» **PROBLEMS TO WORK ON**
(a) Answer each question from the post, using one line per answer and marking each answer (i), (ii), or (iii) to match:
(i) What did the narrator throw out the door to create a distraction?
(ii) What kind of room did the narrator duck into after walking past the confused guard?
(iii) How did the woman hush the narrator?
(b) List every physical feature the post attributes to the woman the narrator sees over the stall.
(c) Reproduce word for word the part of the post that opens with the words containing "I really gotta" and closes with "hear frantic talk...".

» **READING TEXT**
-.-.-

I went to the closest door and saw that personnel were marshaling in the hall way for some reason... it was packed. 

So creating a distraction I threw a cherry bomb out the door at that end that terminated in a dead end... I did not wait for it to go off I wend to the other end of the room and shoved my way through the double line of armed soldiers and went up a stair case. There I was on the outdoor deck and I hoped a railing to another deck below. I believe I heard people shouting and confusion so I threw a few more cherry bombs behind me and hopped the next railing to the deck below... 

btw I'm not sure this makes sense for the layout of an aircraft carrier but whatever it might be a whole new class... something like larger and crazy like in Mortal Engines...

anyway Im now whistling dixie and walking casual... some guard ran into me... but I duck my head and cough like I got a sore throat and can't reply to questions... walking by the confused bloke I duck into a locker/gym room... at the far end I see private showers n toilets... score. I need to pee. 

So as I can still hear some shouting and commotion still going on I open a stall at a far corner with a toilet and shower inside... and more in a row down the end... 

I really gotta take a leak so I take one from a distance against the tile wall aiming into the bowl so my feet wont be seen under the gap that the door of the stall provides... 
I chuckle ... and then sigh...and a moment later freeze... someone is walking by I hear frantic talk... 

then a female voice in a Russo Mandarin voice talks back... I don't understand but I believe she wants to be left alone... there are apologetic tones and boots leaving the locker room..

Naturally curious I peek over the top of the shower/bathroom stall... there is a stunning... jet black haired woman... with just a skimpy towel... she has CaucasionSiberianMongolian features and great cheeks... haha


well


I believe she was sympathetic to this POW... she hushed me with finger placed on rosy lips... 
we make eye contact... a smile and I let her into the stall with my arm on her waist and then ... .... well all that is left of the dream I Fucking woke up.

-.-.-

» **EXTRACTED RECORDS**
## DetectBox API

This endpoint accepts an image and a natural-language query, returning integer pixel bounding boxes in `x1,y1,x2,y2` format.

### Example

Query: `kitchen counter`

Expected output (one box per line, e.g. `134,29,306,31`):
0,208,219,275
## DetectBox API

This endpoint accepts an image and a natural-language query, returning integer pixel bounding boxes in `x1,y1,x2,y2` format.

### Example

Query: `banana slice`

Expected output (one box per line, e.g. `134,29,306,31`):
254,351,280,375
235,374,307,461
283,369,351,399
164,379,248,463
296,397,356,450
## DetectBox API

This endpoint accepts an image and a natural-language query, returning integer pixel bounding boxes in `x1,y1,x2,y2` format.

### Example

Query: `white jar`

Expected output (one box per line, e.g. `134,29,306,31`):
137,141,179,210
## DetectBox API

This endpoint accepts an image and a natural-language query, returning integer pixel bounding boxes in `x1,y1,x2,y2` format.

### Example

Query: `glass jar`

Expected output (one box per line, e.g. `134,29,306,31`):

-.-.-

» **EXPECTED OUTPUTS**
(a)
(i) A cherry bomb.
(ii) A locker/gym room.
(iii) With a finger placed on her rosy lips.

(b)
- Jet black hair
- CaucasionSiberianMongolian features
- Great cheeks
- Rosy lips

(c)
I really gotta take a leak so I take one from a distance against the tile wall aiming into the bowl so my feet wont be seen under the gap that the door of the stall provides... 
I chuckle ... and then sigh...and a moment later freeze... someone is walking by I hear frantic talk...